- **Problem**: The answer is every line in the data below that contains the word "thickest".

- **Listed records**:

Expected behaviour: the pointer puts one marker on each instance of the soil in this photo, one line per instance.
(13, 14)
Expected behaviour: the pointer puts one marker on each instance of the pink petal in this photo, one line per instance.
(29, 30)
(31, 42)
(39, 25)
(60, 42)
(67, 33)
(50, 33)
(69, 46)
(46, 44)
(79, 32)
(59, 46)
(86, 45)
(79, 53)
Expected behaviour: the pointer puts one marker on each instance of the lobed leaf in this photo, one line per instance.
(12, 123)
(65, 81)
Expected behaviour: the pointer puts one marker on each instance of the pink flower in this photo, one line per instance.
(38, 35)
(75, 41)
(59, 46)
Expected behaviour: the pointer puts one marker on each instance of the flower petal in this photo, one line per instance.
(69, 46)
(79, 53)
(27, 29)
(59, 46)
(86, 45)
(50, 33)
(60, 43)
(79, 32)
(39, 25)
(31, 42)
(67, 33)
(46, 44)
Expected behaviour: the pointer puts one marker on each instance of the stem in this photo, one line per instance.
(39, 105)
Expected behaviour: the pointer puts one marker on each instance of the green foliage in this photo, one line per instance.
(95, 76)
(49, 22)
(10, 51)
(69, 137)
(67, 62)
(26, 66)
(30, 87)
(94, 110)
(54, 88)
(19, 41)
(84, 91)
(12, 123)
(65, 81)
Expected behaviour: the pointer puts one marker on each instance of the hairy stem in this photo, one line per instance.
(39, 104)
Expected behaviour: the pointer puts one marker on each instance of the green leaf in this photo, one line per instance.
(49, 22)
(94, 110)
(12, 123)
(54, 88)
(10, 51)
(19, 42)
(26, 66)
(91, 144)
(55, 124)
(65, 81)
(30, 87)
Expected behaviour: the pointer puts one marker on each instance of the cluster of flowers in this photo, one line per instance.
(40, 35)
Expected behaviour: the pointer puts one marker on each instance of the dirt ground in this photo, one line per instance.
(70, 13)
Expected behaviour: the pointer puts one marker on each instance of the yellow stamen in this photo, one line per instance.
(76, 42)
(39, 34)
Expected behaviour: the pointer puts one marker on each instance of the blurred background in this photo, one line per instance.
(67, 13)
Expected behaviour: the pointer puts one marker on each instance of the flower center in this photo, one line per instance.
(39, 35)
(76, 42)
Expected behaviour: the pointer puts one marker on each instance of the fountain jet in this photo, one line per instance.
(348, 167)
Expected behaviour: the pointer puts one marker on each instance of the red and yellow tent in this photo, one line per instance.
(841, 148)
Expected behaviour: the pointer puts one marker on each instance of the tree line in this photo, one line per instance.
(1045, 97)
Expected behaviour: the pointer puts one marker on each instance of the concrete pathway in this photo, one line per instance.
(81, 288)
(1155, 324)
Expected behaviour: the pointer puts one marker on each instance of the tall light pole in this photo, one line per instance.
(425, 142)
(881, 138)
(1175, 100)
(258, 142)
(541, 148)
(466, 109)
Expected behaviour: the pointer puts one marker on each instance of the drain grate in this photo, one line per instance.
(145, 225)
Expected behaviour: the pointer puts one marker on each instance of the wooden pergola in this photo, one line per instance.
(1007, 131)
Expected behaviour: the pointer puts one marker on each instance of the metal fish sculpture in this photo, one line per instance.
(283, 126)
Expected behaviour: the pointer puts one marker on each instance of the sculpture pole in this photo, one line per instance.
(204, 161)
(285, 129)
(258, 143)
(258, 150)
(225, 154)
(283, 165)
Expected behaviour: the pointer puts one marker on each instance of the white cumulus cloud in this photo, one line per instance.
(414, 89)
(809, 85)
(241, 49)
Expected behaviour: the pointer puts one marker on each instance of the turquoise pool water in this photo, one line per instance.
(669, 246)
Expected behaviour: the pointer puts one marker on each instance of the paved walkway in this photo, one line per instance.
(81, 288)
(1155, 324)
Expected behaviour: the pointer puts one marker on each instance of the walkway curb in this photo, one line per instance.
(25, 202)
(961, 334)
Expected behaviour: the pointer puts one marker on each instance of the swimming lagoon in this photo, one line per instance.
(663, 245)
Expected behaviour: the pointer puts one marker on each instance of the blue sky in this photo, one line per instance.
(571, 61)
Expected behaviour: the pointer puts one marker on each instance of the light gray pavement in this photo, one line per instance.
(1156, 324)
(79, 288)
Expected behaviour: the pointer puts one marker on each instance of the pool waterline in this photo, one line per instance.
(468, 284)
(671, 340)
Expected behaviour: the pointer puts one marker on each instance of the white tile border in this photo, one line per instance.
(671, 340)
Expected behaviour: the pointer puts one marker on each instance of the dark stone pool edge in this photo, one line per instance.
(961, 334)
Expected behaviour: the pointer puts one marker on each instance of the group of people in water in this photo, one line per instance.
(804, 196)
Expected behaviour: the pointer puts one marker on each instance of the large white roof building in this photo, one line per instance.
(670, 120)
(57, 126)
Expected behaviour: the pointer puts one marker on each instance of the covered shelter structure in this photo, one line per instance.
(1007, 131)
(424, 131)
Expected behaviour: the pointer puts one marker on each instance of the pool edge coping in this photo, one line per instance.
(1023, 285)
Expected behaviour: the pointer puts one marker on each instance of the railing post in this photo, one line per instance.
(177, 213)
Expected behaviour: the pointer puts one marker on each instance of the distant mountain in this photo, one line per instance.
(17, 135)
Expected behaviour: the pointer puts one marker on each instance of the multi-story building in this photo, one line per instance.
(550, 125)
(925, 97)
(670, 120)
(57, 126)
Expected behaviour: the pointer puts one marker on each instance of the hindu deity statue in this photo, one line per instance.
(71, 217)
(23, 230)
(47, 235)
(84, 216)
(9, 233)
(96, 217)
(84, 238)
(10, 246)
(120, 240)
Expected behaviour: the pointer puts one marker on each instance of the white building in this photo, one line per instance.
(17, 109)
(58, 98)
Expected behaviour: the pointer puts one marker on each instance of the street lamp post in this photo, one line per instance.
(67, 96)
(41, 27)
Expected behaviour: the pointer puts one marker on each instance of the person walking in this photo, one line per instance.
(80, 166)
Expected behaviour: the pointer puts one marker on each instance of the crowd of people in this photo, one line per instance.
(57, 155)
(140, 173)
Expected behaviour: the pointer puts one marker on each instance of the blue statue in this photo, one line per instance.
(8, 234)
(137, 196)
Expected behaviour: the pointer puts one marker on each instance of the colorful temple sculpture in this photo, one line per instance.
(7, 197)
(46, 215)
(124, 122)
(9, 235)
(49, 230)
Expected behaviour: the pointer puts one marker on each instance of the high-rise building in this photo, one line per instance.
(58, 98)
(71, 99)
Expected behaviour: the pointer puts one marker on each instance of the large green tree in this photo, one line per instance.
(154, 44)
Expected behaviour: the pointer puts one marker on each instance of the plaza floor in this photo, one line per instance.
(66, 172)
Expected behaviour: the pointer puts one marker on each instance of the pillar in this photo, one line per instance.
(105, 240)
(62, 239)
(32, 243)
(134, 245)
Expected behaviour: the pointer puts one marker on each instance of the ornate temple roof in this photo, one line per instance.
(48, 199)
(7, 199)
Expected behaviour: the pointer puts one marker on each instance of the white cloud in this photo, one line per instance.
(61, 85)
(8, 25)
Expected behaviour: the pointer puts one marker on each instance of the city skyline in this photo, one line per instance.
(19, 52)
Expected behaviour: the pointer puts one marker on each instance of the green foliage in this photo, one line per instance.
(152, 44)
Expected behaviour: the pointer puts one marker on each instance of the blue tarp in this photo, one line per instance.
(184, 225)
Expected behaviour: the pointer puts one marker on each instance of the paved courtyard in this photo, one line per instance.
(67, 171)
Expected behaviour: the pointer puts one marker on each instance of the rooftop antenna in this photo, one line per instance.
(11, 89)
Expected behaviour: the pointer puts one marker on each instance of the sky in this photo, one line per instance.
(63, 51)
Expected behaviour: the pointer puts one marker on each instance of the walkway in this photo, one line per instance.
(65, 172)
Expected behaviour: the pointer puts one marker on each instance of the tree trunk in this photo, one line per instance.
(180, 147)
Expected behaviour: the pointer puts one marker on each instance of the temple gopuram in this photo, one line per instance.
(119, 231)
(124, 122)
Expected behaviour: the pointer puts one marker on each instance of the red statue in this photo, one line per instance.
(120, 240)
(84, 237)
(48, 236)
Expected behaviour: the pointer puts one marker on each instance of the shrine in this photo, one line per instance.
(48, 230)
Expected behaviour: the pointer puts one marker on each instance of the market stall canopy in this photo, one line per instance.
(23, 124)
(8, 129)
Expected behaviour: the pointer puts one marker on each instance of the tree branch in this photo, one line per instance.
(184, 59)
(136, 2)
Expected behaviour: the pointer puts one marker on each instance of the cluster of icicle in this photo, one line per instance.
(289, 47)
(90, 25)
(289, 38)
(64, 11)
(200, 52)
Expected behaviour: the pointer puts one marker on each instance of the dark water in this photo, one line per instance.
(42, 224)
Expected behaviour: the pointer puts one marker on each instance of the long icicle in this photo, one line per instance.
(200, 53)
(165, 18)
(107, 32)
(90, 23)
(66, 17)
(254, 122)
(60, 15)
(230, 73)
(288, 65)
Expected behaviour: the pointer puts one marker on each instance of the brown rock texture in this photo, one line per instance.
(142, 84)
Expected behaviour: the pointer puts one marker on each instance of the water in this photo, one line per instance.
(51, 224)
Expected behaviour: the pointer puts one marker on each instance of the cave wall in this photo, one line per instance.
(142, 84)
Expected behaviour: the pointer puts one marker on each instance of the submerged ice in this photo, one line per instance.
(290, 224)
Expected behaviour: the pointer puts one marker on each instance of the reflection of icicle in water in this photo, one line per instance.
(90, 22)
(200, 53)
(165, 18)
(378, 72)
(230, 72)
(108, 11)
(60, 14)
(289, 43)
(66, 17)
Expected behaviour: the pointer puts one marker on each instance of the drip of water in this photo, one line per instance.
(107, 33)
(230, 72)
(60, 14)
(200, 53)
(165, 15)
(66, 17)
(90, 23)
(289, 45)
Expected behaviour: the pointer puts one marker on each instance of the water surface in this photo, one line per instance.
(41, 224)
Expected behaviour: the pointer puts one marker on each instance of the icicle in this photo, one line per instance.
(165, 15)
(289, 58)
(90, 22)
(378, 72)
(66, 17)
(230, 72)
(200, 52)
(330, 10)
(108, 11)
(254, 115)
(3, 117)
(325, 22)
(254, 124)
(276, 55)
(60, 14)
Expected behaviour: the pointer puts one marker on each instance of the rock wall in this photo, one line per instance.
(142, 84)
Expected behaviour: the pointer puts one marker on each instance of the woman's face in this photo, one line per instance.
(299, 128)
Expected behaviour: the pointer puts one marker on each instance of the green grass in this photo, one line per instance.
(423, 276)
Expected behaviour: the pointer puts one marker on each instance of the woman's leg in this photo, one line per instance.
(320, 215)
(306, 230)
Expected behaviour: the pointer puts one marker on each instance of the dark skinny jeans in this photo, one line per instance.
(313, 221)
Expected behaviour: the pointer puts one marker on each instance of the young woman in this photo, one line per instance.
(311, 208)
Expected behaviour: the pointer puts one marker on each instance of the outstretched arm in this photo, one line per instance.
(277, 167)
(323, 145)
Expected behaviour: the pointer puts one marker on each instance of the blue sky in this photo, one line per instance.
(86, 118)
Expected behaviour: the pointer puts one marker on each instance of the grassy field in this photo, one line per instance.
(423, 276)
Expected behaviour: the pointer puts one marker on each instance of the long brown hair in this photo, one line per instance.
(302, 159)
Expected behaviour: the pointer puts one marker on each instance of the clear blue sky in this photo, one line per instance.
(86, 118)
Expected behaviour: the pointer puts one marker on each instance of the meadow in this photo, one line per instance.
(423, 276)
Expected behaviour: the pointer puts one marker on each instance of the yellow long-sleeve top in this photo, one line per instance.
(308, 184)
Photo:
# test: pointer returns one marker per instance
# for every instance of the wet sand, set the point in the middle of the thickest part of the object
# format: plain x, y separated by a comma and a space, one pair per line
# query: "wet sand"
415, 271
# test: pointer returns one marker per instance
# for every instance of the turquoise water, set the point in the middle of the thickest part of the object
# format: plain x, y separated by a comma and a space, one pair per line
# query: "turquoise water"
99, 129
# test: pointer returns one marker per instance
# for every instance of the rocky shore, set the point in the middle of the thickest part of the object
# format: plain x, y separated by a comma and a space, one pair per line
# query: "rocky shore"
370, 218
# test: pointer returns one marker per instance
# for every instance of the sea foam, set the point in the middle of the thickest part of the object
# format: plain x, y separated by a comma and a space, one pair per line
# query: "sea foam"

- **Output for this task**:
# for every instance of the wet sand, set the point in the middle of the thickest part of the object
# for every instance of the turquoise water, set the point in the middle of the thickest part of the object
# for every instance of the rocky shore, set the point in the middle of the thickest part of the object
# for every instance of the sea foam, set the point in the middle of the thickest part of the object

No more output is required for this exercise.